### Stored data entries

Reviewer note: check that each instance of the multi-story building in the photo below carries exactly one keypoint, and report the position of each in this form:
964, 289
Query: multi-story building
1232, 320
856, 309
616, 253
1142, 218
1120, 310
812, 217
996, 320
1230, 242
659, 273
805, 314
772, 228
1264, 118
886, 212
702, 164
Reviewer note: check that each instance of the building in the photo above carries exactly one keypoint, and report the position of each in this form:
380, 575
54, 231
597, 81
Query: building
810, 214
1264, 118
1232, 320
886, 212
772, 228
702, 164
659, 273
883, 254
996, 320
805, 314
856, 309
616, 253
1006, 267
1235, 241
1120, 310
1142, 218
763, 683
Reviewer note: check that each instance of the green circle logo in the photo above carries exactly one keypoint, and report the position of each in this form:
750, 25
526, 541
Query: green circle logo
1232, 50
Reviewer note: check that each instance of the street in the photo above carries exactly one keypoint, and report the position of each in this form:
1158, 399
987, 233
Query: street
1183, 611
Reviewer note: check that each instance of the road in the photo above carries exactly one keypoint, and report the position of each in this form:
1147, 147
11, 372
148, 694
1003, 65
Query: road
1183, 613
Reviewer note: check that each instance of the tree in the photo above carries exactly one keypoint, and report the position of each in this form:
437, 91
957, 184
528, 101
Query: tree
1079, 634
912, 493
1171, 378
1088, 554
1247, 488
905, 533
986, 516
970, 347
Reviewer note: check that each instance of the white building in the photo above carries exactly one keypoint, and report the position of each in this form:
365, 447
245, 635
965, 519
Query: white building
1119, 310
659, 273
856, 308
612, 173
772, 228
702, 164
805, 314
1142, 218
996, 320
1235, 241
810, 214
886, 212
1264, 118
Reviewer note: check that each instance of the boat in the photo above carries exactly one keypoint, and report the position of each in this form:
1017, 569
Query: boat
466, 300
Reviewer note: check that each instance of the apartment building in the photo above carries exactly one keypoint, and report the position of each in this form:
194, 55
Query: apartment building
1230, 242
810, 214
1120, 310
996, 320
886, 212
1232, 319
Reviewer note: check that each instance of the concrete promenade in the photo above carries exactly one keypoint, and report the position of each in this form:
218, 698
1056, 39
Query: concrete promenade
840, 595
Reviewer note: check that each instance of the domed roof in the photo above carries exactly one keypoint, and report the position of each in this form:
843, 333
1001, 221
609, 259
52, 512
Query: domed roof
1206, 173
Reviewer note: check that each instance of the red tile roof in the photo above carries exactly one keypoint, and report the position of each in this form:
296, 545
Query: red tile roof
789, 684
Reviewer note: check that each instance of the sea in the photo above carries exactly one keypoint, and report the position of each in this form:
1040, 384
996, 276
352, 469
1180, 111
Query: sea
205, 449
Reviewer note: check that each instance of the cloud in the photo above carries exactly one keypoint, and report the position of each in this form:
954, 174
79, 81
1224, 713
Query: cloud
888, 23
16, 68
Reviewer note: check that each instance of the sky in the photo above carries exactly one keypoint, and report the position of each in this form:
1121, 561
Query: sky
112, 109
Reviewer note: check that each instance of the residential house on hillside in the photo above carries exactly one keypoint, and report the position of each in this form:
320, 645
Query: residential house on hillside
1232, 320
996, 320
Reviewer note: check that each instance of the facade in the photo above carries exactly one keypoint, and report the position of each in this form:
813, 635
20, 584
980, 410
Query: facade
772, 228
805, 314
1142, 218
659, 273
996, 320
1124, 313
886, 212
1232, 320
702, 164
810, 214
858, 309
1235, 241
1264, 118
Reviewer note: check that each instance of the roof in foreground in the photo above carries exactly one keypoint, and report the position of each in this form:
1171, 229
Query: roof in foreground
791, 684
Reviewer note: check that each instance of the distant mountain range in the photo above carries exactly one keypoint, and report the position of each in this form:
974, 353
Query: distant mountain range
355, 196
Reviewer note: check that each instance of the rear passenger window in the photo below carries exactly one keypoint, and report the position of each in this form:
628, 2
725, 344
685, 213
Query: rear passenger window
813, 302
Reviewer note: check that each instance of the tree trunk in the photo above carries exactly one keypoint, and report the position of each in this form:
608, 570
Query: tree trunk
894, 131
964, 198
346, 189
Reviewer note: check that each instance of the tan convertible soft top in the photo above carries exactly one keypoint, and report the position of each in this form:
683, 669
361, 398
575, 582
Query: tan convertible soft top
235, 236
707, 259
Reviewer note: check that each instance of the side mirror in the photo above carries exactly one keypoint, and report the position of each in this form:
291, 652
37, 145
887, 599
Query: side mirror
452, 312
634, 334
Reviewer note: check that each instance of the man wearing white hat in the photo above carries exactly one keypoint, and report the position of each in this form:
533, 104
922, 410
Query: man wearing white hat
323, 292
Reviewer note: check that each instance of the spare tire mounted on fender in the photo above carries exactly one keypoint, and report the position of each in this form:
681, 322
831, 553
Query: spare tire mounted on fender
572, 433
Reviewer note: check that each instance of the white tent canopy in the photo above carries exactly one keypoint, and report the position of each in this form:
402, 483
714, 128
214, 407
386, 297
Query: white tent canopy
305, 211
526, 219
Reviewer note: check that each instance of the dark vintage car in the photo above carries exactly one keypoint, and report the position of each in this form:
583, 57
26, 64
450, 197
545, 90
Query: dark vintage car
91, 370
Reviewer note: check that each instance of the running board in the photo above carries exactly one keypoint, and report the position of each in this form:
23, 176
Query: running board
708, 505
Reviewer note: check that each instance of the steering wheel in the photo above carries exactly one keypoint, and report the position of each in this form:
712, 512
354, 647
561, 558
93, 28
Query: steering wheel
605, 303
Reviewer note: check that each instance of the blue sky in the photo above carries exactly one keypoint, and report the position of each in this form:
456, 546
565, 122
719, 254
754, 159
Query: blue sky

### Assignment
Note each line of the entries that has "below" in it, and copy those lines.

### Expected answer
Reviewer note: check that each instance of the multi-story building in the photo below carries exactly one keypoint, and report the position of each in this form:
Reviewer note: check that each instance of the rear passenger window in the photo below carries exactly one keypoint, and report the position of each in this form:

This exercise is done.